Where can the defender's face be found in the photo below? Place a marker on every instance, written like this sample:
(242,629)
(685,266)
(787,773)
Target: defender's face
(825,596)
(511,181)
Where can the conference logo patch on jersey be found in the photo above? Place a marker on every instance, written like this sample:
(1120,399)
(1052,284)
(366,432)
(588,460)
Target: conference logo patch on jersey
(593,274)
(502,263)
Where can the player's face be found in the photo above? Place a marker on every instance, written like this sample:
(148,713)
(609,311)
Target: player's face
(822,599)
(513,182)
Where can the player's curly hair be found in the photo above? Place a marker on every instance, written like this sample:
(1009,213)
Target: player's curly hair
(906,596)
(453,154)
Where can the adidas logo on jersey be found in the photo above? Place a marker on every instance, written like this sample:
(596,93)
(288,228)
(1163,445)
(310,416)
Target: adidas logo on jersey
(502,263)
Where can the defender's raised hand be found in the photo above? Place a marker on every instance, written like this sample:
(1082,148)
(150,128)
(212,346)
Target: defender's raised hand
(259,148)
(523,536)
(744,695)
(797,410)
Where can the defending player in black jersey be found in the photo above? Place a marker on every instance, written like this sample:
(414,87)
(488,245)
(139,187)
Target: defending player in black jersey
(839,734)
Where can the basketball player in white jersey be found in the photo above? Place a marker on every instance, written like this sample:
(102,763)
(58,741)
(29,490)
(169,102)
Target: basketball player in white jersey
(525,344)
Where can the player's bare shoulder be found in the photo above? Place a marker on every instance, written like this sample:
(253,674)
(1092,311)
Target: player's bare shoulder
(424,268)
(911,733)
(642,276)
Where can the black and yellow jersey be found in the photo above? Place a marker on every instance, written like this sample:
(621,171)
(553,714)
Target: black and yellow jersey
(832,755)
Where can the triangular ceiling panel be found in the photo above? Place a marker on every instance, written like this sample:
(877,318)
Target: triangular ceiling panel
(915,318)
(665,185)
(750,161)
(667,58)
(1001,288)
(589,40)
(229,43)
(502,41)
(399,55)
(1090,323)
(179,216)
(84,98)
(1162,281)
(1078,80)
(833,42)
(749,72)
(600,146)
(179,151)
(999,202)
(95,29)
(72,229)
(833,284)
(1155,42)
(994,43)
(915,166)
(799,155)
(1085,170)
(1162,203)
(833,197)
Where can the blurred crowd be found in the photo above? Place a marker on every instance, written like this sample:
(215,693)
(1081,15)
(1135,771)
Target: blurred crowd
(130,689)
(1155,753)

=======

> _Aim of the task_:
Rewrite all of the lines above, changing every "Place a marker" to "Put a point" and leaving everything else as it is.

> _The result_:
Where can the defender's face be found in the photo below? Put a point on every instance, written like this sample:
(242,629)
(685,266)
(787,773)
Target: defender's face
(825,596)
(511,181)
Where can the conference logo patch on jersey be found in the photo above? Put a point on every instance, written like this sample:
(1120,399)
(1052,284)
(366,432)
(588,460)
Target: conference logo patch on jersey
(593,274)
(502,263)
Where can the player's face be found in the photo above? Put a point on every instance, written like this sample:
(148,713)
(609,311)
Target: player's face
(822,599)
(513,182)
Where can the player's curly hair be found in the photo above? Put a point on every instance, written like this sample:
(1009,213)
Target: player's curly hair
(906,596)
(453,154)
Where can the adidas logo on jersey be found in the photo above? Put a point on every instance, written like this sample:
(596,93)
(288,228)
(1163,445)
(310,416)
Target: adidas logo on jersey
(502,263)
Where can the defender's raised hand be found in the photo above? Put a point on every instance, written like this sample:
(1082,148)
(150,128)
(212,346)
Target: defender's raised hand
(259,148)
(523,536)
(744,695)
(797,410)
Where can the defending player in black jersey be found in the photo above? Put a point on every instance, written like this sample:
(414,87)
(488,245)
(139,187)
Target: defending player in black jersey
(839,734)
Where can the basketball player in white jersey be found in the photo above? Put a point on every instance, written like this sample:
(102,763)
(58,741)
(29,490)
(169,102)
Target: basketball player in white jersey
(525,344)
Where can the player's bare shoulder be found in the photo above? Put a point on every instance, written like this sample:
(253,674)
(1092,311)
Target: player's bare shoulder
(424,268)
(911,733)
(642,276)
Where can the black and yellow jersey be found in the photo above? Put a point on every instance, written like this sample:
(621,171)
(553,714)
Target: black and yellow jersey
(832,755)
Where can the triangular ceiling panel be found in the photo above? Put a point on every instance, written like this sample:
(877,318)
Target: triangular ceiling panel
(915,318)
(665,185)
(750,161)
(667,58)
(1001,288)
(589,40)
(229,43)
(502,41)
(399,55)
(1090,323)
(179,216)
(84,98)
(1162,281)
(1078,80)
(833,42)
(749,72)
(600,146)
(179,151)
(999,202)
(95,29)
(72,229)
(833,284)
(1155,42)
(994,43)
(915,166)
(799,155)
(1085,170)
(1162,203)
(833,197)
Where can the blurred crowd be found in the photo above? Put a point on every instance, written like this sample:
(215,693)
(1081,15)
(1135,771)
Target: blurred crowd
(130,689)
(1155,753)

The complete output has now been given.